### Excerpt provided
# Where can one get a Schedule C for free?



## SuperWagon (Mar 5, 2015)

Getting ready to file my taxes. The only problem is, of all the "free" online software, none of these sites seem to offer our required Schedule C for free. I've looked far and wide for the answer on this site, but to no avail, thus far. Any ideas? Thanks in advance.


----------



## Ziggy (Feb 27, 2015)

https://www.irs.gov/pub/irs-pdf/f1040sc.pdf
Can't be bothered to search Google to get the official form from IRS?


----------



## NachonCheeze (Sep 8, 2015)

Based on the question: Probably should not be doing your own taxes


----------



## SuperWagon (Mar 5, 2015)

Ziggy said:


> https://www.irs.gov/pub/irs-pdf/f1040sc.pdf
> Can't be bothered to search Google to get the official form from IRS?


THANK YOU, ZIGGY.

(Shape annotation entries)
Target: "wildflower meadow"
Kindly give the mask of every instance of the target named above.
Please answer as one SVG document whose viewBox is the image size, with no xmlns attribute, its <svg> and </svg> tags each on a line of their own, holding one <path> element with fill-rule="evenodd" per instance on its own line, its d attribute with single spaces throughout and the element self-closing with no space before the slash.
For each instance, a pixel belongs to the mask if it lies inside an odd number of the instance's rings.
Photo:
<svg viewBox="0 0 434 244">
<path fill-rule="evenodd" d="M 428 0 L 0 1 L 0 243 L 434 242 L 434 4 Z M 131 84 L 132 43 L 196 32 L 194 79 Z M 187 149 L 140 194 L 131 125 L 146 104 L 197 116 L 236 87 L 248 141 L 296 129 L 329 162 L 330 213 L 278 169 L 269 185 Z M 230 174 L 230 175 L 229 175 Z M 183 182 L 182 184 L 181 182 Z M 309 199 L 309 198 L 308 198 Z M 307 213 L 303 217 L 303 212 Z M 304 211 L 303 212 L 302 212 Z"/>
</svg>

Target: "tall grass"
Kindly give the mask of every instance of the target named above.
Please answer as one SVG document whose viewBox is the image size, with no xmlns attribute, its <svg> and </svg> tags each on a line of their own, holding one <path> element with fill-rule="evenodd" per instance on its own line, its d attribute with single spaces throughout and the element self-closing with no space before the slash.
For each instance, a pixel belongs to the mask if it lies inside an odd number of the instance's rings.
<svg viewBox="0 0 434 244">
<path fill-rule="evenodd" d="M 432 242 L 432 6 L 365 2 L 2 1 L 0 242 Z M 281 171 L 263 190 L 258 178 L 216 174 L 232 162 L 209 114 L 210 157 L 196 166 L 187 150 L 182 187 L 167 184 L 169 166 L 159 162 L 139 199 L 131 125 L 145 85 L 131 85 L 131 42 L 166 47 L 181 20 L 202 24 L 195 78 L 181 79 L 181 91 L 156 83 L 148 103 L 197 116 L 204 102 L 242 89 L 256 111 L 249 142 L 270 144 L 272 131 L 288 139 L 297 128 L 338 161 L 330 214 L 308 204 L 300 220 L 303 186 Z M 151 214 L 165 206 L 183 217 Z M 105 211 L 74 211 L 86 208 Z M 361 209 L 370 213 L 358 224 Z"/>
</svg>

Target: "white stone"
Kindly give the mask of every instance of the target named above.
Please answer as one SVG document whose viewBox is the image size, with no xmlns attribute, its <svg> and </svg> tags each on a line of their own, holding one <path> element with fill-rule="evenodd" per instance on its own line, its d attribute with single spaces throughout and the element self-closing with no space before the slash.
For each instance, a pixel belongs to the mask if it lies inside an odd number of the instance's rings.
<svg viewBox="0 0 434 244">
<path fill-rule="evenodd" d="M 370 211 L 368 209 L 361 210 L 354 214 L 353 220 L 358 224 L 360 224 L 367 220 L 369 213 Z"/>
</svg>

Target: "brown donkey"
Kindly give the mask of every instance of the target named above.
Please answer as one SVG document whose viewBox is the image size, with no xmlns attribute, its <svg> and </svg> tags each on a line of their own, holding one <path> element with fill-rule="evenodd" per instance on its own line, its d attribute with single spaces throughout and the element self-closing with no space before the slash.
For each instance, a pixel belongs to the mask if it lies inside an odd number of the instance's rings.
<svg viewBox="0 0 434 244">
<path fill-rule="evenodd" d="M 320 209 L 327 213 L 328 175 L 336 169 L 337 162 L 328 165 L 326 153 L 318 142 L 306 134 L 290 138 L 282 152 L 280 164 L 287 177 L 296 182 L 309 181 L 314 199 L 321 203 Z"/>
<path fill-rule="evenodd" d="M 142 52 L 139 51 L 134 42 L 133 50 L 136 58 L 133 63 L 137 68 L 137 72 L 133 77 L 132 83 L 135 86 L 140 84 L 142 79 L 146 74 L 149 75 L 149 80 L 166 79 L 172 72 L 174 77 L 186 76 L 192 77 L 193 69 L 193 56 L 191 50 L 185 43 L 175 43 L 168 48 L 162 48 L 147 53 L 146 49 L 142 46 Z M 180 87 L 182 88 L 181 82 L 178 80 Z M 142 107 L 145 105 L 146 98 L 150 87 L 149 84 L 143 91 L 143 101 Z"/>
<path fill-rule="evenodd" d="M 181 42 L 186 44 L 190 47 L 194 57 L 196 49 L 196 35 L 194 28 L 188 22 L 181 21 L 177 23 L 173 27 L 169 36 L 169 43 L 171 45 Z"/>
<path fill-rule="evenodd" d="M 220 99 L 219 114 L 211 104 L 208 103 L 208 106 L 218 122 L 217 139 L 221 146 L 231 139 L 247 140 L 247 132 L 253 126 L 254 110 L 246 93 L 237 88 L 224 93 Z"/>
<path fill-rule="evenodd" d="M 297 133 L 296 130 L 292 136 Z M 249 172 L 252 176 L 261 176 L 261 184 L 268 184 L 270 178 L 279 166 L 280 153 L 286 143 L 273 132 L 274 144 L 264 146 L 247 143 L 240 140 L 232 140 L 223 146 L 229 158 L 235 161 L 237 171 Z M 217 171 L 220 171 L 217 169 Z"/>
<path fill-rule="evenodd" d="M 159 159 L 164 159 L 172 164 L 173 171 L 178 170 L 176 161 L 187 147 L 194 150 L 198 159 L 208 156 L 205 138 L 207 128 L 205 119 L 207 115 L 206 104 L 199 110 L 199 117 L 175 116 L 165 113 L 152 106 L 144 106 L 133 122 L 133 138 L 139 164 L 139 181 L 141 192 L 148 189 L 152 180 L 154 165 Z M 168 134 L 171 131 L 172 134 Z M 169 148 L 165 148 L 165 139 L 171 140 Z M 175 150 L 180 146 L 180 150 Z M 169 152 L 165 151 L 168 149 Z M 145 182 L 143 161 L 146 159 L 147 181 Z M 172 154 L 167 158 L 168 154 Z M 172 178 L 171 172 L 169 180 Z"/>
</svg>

### To-do list
**A.** Decide whether each statement agrees with the thread about getting a free Schedule C: (i) The opening post says none of the free online software sites seem to offer Schedule C for free. (ii) Ziggy's reply links to a copy of the form hosted somewhere other than the IRS. (iii) One reply suggests the original poster probably should not be doing their own taxes. Answer yes or no for each, quoting the words of the thread that decide it.
**B.** Extend the thread about getting a free Schedule C, picking up after its final post.

### Responses by task
**A.**
(i) Yes: "none of these sites seem to offer our required Schedule C for free."
(ii) No: "https://www.irs.gov/pub/irs-pdf/f1040sc.pdf" and "the official form from IRS."
(iii) Yes: "Probably should not be doing your own taxes."

**B.**
NachonCheeze said:


> Based on the question: Probably should not be doing your own taxes


Probably right, but I gotta give it a try.


----------



## UberTaxPro (Oct 3, 2014)

SuperWagon said:


> Getting ready to file my taxes. The only problem is, of all the "free" online software, none of these sites seem to offer our required Schedule C for free. I've looked far and wide for the answer on this site, but to no avail, thus far. Any ideas? Thanks in advance.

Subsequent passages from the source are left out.